Extract Start Marker

The coelacanth has the same kind of lobe fins as the Tiktaalik. The fossil experts told us they enabled the coelacanth to walk on the ocean floor. However, none have yet been observed walking. Instead, they use those lobe fins to swim better, not walk.
Like those of the coelacanth, the bones in the fins of the Tiktaalik are embedded in muscle not part of the skeleton.
In other words, there is a whole lot of supposing going on about the Tiktaalik that is reminiscent of the kind of supposing that has gone on for as long as evolutionary theory has been around.
The Tiktaalik is no more a missing link between sea life and land life than a Tic Tac is a missing link between a Lifesaver and an Altoid.
Notice not one of the stories you have read about the Tiktaalik has confronted the sensationally uncomfortable issues raised by the coelacanth.
We don't know that the Tiktaalik lived 383 million years ago. We don't know that it used its unusual fins to walk. We don't know that it ever left the water. We don't even know for sure that it is extinct today. And we sure don't know that it represents any link between one species and another.
We simply don't know what we don't know. And I sure wish those who called themselves scientists would just admit that.
****
Yoi, another Janet Reno Alert.
It's beyond me why they think that they are so 'learned' and smarter than the rest of us, when they fall all over themselves for this fairytale NONSENSE again and again?
Actually the posted article is the junk science.
Good reporting- but where's the pictures?
If it is incorrect- please educate us.
There have been several threads on this discovery already, including on based on a Wall Street Journal article.
I suggest you take a look through those. The science is a lot sounder.
Which are?
Do you suppose that an ancient animal must have evolved over time simply because it is old? Reptiles like turtles and alligators predate dinosaurs and are in many cases largely unchanged over time. This is simply because there is still a niche for them in the current environment. Evolution is driven by natural selection. If the environment for a coelacanth or a turtle or a crocodillian is hospitable enough it will have no need to evolve.

Extract End Marker
The data Start Marker

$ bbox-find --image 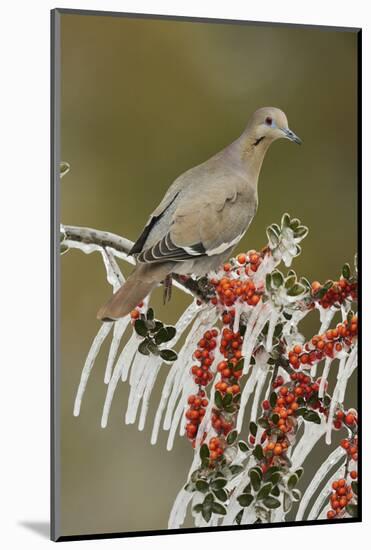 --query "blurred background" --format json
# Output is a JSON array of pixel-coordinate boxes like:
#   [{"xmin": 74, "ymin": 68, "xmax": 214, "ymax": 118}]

The data End Marker

- _Exercise tasks_
[A] According to the text on Tiktaalik and the coelacanth, what do coelacanths use their lobe fins for instead of walking?
[B] Pick up the text on Tiktaalik and the coelacanth after its last sentence and keep it going.
The data is separate material from the text on Tiktaalik and the coelacanth.

- _Responses in order_
[A] They use them to swim better.

[B]
BTW, I think the author of this article has also overstated his case in regard to the coelacanth. A better example might have been what is referred to as the Asian walking catfish which can and regularly does [as a species] take short strolls.
When you look at a gorilla you notice that its nose is two vertical slits while our noses are hooded, (the nostrils are covered). The ability to hold our breath and dive to great depths like whales and dolphins are environmental adaptations which point to an aquatic lifestyle.
Goole it and learn more!!
So the creationists only defense here is to point at the Coelacanth YET AGAIN?
Yawn
The land invertebrates. Snails, slugs, spiders, insects and other arachnids.
"Sometimes one hears it argued that the issue is moot because biochemistry is a fact-based discipline for which theories are neither helpful nor wanted. The argument is false, for theories are needed for formulating experiments. Biology has plenty of theories. they are just not discussed--or scrutinized--in public. The ostensibly noble repudiation of theoretical prejudice is, in fact, a cleverly disguised antitheory, whose actual function is to evade the requirement for logical consistency as a means of eliminating falsehood. We often ask ourselves nowadays whether evolution is an engineer or a magician--a discoverer and exploiter of preexisting physical principles or a worker of miracles--but we shouldn't. The former is theory, the latter is antitheory."
Robert B. Laughlin, A Different Universe--Reinventing Physics from the Bottom Down, (Basic Books, New York, 2006) pp. 168-170.
(Dr. Laughlin is no creationist. He is a Stanford University professor who won the Nobel Prize for Physics in 1998.)
They're a bit more knowledgable about thses kinds of things than World Nut Daily and Pat Buchanan wannabe Joesph Farrah.